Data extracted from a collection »

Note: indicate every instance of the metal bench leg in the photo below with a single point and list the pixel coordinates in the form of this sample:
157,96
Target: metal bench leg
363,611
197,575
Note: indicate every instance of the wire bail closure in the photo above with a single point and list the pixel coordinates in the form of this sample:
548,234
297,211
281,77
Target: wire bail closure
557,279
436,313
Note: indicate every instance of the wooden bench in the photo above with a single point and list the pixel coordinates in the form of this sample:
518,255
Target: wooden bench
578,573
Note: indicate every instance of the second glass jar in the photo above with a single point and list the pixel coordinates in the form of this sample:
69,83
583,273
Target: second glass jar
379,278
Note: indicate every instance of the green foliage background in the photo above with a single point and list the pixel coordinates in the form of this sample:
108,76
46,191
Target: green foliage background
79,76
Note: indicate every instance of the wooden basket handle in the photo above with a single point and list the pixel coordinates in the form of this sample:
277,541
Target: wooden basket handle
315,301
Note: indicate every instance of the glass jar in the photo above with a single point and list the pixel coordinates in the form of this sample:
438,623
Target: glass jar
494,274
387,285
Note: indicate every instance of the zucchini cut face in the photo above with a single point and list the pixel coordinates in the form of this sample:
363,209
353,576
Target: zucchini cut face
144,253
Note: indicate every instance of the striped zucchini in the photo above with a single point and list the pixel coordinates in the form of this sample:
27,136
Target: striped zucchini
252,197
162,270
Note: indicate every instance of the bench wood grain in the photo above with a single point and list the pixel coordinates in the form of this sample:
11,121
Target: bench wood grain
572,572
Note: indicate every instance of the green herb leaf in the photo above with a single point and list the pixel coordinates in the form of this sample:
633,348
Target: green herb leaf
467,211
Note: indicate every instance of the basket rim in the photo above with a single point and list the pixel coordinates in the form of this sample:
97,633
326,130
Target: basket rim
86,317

WHAT YOU SHOULD DO » Copy out every entry exactly.

ANSWER TO THE EXERCISE »
Note: indicate every instance of the metal bench leg in the photo below with a single point and list the pixel coordinates in the form of this sample:
157,96
Target: metal bench leg
363,611
197,575
Note: indicate every instance of the wire bail closure in the photo above with a single point and list the pixel coordinates in the form of this sample:
548,234
297,211
281,77
Target: wire bail closure
557,279
436,313
Note: indicate every instance of the wooden bench in the photo above with a single point and list the pixel coordinates in the form of this sample:
518,255
Target: wooden bench
578,573
Note: indicate every instance of the second glass jar in the photo above with a single point and list the pixel coordinates in the form of this sample:
69,83
583,273
Target: second glass jar
379,278
Note: indicate every instance of the green foliage background in the photo above with a single point and list the pixel coordinates in the form of this sample:
108,76
46,191
Target: green foliage background
79,76
Note: indicate every instance of the wooden basket handle in the photo above with a single point and list the pixel coordinates in the form of this sample:
277,541
Target: wooden basket handle
315,301
Note: indicate every instance of the glass jar in the photo above with a single point and list the pixel coordinates in the form of this sample:
438,623
Target: glass jar
494,274
387,285
Note: indicate every instance of the zucchini cut face in the photo above with a single point and list the pixel coordinates in the form of this sample:
363,209
353,576
Target: zucchini cut face
144,253
Note: indicate every instance of the striped zucchini in the photo above with a single point and list the pixel coordinates in the form of this sample:
27,136
Target: striped zucchini
252,197
162,270
Note: indicate every instance of the bench wood grain in the photo above with a single point and list the pixel coordinates in the form of this sample:
11,121
Target: bench wood grain
572,572
Note: indicate every instance of the green herb leaf in the photo above with a single point and list the pixel coordinates in the form of this sample:
633,348
Target: green herb leaf
467,211
Note: indicate every instance of the basket rim in the photo above with a single point and list the pixel coordinates in the form of this sample:
97,633
326,130
Target: basket rim
86,317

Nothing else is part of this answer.